[Stored data]
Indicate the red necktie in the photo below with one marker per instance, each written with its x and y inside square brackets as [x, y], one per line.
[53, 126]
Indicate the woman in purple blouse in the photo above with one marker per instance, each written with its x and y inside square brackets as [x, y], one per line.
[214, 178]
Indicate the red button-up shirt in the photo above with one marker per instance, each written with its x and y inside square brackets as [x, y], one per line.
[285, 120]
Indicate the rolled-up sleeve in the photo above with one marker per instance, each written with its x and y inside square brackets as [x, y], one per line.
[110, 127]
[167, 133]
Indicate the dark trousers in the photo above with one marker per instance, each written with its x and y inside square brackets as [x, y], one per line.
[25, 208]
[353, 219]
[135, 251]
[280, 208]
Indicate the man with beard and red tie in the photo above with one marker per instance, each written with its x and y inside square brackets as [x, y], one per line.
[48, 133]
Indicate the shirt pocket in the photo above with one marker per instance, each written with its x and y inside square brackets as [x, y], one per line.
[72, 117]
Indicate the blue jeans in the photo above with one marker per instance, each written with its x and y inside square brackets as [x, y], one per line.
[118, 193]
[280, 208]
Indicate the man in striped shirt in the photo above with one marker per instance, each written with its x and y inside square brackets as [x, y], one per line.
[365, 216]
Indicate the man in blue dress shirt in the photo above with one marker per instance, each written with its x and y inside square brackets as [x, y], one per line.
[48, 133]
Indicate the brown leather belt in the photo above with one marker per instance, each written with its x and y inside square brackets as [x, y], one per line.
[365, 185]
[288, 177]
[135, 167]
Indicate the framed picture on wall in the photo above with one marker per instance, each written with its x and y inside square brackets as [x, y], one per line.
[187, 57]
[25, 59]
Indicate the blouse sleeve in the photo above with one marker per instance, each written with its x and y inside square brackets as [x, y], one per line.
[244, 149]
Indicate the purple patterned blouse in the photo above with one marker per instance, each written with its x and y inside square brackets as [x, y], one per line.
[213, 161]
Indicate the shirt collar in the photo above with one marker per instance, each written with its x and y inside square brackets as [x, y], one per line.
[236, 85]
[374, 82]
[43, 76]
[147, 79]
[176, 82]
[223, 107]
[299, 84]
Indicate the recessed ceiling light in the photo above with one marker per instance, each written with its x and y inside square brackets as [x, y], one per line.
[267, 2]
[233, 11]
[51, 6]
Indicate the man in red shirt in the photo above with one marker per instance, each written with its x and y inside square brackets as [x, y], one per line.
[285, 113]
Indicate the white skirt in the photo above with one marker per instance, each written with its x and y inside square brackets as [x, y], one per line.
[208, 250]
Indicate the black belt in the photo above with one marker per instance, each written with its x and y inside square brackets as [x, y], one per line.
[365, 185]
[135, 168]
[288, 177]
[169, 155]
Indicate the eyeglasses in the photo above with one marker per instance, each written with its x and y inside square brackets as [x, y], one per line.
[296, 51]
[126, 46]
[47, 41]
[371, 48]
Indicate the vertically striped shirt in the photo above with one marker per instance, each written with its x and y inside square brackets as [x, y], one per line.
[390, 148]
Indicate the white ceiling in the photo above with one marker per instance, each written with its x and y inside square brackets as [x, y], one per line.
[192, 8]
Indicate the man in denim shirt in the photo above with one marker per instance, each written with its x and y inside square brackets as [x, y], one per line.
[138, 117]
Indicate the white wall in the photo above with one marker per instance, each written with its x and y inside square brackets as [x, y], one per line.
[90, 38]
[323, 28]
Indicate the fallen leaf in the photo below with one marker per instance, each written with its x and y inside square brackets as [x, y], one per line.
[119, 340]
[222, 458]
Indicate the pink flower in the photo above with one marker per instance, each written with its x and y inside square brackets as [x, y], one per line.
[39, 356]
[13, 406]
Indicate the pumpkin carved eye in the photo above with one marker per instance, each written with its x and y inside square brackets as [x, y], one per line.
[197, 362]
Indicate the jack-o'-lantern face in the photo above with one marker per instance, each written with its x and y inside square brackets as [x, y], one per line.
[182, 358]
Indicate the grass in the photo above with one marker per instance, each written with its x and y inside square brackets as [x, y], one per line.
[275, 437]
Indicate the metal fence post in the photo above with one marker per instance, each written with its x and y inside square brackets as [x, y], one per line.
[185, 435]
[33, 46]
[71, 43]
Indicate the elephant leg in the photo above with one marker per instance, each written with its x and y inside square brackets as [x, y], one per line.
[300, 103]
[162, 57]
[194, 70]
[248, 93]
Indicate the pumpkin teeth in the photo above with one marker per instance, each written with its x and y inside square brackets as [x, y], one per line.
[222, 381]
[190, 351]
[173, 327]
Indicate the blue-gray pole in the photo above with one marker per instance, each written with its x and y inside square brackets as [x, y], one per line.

[Exercise instructions] Return the entries above in full and exactly as written.

[Exercise answer]
Indicate the red necktie in the photo below with one marker per instance, each written with its x and y inside square brackets as [x, y], one per line.
[53, 126]
Indicate the woman in purple blouse in the photo above with one marker per instance, each written with its x and y inside square brackets as [x, y], one per line.
[214, 178]
Indicate the red button-up shirt in the photo above with one marker per instance, each written with its x and y inside square brackets as [x, y], one per line.
[285, 120]
Indicate the rolled-up sleeve in the photo above with one marker per instance, each written with its x and y inside square brackets as [x, y], one per line.
[110, 127]
[167, 133]
Indicate the dark trousers in the photo above with one marker per instance, each written with its x and y inside square brackets as [x, y], one per line.
[25, 208]
[353, 219]
[135, 251]
[280, 208]
Indicate the man with beard and red tie in the photo above with one marker per instance, each written with its x and y inside square brackets as [x, y], one per line.
[48, 133]
Indicate the shirt pocket in the photo above with one marker per instance, each written with its x and y inside square brackets as [x, y], one per line.
[72, 117]
Indicate the blue jeans in the photo above with one marker per instance, each written with its x and y inside square brackets as [x, y], one per line.
[118, 193]
[280, 208]
Indicate the man in striped shirt in the photo above with one marker per instance, each written with its x and y inside square brackets as [x, y], one per line.
[365, 216]
Indicate the man in blue dress shirt in the photo above with one marker per instance, each written with its x and y inside square brackets as [x, y], one per line.
[48, 133]
Indicate the brown leather belt in the photo above with one marker per instance, each written with its x and y inside square brackets as [x, y], one per line.
[365, 185]
[288, 177]
[135, 167]
Indicate the framed picture on wall in the photo above with one marker per instance, each written with its x and y inside square brackets as [x, y], one per line.
[187, 57]
[25, 59]
Indicate the blouse sleeve in the photo above with one marker per instance, each written with its x and y inside square brackets as [x, y], one per line.
[244, 149]
Indicate the purple patterned blouse in the photo above with one marker per instance, each written with its x and y inside square brackets as [x, y], one per line.
[213, 161]
Indicate the shirt collar in the photo above with one marker per instance, each written with its x and y inside square brackets as [x, y], one per line.
[236, 85]
[374, 82]
[43, 76]
[147, 79]
[176, 82]
[223, 107]
[299, 84]
Indicate the recessed ceiling light in the photo above with one marker per instance, each written with its x and y inside square brackets as [x, y], one per line.
[267, 2]
[233, 11]
[51, 6]
Indicate the man in red shirt in the photo above with one marker per instance, each written with its x and y inside square brackets as [x, y], one per line.
[285, 113]
Indicate the white skirt in the photo above with one marker per instance, each written with its x and y inside square brackets as [x, y], one per line.
[208, 250]
Indicate the black belt in the photo above with one marker per instance, each written with its x and y inside square brackets as [x, y], one per line.
[365, 185]
[135, 168]
[288, 177]
[169, 155]
Indicate the eyeglasses in the photo above with one marker per instance, each written with its x and y inside square brackets as [x, y], one per line.
[296, 51]
[126, 46]
[47, 41]
[371, 48]
Indicate the vertically striped shirt in the photo above with one marker per instance, each written with its x and y inside square brackets as [x, y], one per line.
[390, 148]
Indicate the white ceiling in the photo above with one marker per instance, each written with its x and y inside square brackets as [x, y], one per line.
[192, 8]
Indicate the man in denim shirt in the photo above with one marker per instance, each written with its x and y inside square brackets as [x, y], one per line.
[138, 117]
Indicate the white wall in the photo above with one marker per instance, each written with its x and y inside square brackets as [x, y], one per line.
[90, 38]
[323, 28]
Indicate the fallen leaf in the photo below with one marker per instance, each written with its x and y inside square brackets as [x, y], one per line.
[119, 340]
[222, 458]
Indicate the pink flower in the photo above with one marker per instance, each written with its x and y inside square brackets as [x, y], one per line.
[39, 356]
[13, 406]
Indicate the pumpkin carved eye in the photo above with one marker per instance, each written with its x and y inside square brackets as [x, y], one per line.
[197, 362]
Indicate the jack-o'-lantern face in the photo above with one marker per instance, each written with its x and y inside square brackets as [x, y], one per line.
[182, 358]
Indicate the grass in the photo above with one marker per instance, each written with its x and y inside square brackets as [x, y], one per line.
[275, 437]
Indicate the metal fence post in the photo above with one marker per instance, each written with its x and y inside square brackets as [x, y], one per line.
[185, 435]
[33, 46]
[71, 43]
Indicate the elephant leg in the photo above with one marker per instance, each written with its x and y inside square brackets as [x, y], one per line.
[300, 103]
[162, 57]
[194, 70]
[248, 93]
Indicate the pumpkin teeth in the photo above with one marker per instance, each written with its x and y inside square brackets as [x, y], one per line.
[222, 381]
[190, 351]
[173, 327]
Indicate the blue-gray pole in the photo above with one marker per instance, each written with its x and y inside square brackets as [x, y], one per line.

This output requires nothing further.